## Exercise brief
Return the entries in their entirety, precisely as given.

── Extracted information ──

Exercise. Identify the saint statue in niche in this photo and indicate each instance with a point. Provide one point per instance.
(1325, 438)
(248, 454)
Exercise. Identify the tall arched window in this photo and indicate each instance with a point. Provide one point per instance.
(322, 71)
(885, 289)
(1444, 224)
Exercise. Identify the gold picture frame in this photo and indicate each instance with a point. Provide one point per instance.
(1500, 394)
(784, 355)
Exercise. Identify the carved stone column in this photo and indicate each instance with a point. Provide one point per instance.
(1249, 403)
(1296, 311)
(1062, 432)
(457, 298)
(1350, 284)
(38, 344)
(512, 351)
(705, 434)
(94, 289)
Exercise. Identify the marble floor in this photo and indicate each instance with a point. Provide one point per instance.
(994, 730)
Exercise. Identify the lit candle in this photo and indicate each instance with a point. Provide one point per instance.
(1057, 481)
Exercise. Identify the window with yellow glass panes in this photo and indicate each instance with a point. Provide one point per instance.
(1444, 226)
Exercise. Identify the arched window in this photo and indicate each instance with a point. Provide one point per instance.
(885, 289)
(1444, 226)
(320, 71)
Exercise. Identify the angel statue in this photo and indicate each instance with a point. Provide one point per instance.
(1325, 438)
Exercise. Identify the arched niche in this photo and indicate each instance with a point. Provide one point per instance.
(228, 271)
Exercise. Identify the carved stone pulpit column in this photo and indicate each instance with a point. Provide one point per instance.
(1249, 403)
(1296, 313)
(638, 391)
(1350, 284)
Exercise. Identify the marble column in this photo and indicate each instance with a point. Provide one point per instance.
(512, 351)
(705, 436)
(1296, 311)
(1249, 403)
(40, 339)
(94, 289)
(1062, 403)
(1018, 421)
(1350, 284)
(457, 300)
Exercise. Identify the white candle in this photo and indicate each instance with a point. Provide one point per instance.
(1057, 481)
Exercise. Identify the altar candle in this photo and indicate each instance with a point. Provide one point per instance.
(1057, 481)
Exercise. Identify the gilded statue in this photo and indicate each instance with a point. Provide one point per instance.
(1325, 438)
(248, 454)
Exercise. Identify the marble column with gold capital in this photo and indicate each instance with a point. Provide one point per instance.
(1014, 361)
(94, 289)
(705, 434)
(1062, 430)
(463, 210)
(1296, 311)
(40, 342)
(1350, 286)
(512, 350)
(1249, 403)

───

## Answer to the problem
Exercise. Identify the saint statue in niche in this photo and indicate each instance with a point. Provide one point per instance.
(1325, 438)
(248, 454)
Exercise. Identify the tall arched window in this photo and indicate each instance with a point. Provide one point per instance.
(322, 71)
(885, 289)
(1444, 224)
Exercise. Identify the gold picture frame in this photo and indicate each instance with a point. Provide one point per instance.
(1500, 394)
(784, 355)
Exercise. Identify the carved stone column in this photo and indicate each instance with a point. Provide one point per instance.
(1249, 403)
(1296, 311)
(1062, 432)
(457, 298)
(1350, 284)
(38, 344)
(512, 351)
(705, 434)
(94, 289)
Exercise. Identify the marble floor in this photo and indicate each instance with a point. Provide one point per instance.
(994, 730)
Exercise. Identify the lit candle in this photo and indicate each instance with a point. Provide one point per instance.
(1057, 481)
Exercise. Identify the window with yellow glass panes in this photo and indicate each instance with a point. Provide one point per instance.
(1444, 226)
Exercise. Identify the arched window in this photo and indicate each instance with a point. Provide one point per instance.
(885, 289)
(1444, 226)
(320, 71)
Exercise. Identify the angel statue in this photo and indicate each instance with a point. Provide one point per instance.
(1325, 438)
Exercise. Identify the arched niche in this photo and indicate each instance with a point. Provide one point per instance.
(228, 271)
Exercise. Identify the carved stone pulpit column in this photo and indicate each instance with a point. Provide one point per instance.
(1249, 403)
(1296, 313)
(638, 391)
(1350, 284)
Exercise. Identify the marble column in this photo and indicate each instance with a point. Provide one point per instance.
(512, 351)
(705, 436)
(1296, 311)
(1249, 403)
(40, 339)
(94, 289)
(1062, 403)
(1018, 421)
(1350, 284)
(457, 300)
Exercise. Identify the white candle in this photo and indicate each instance with a point. Provide one point per instance.
(1057, 481)
Exercise. Identify the altar candle in this photo and indicate each instance with a point. Provide one point per instance.
(1057, 481)
Exercise. Identify the gilded statue in this photo and indicate each instance with a point. Provide one point per instance.
(1325, 438)
(248, 454)
Exercise. Identify the marble column with gold capital in this photo and indicate each instance with a point. Provide one point per instance.
(1014, 361)
(94, 289)
(705, 434)
(1062, 430)
(463, 210)
(1296, 311)
(40, 342)
(1350, 286)
(512, 350)
(1249, 403)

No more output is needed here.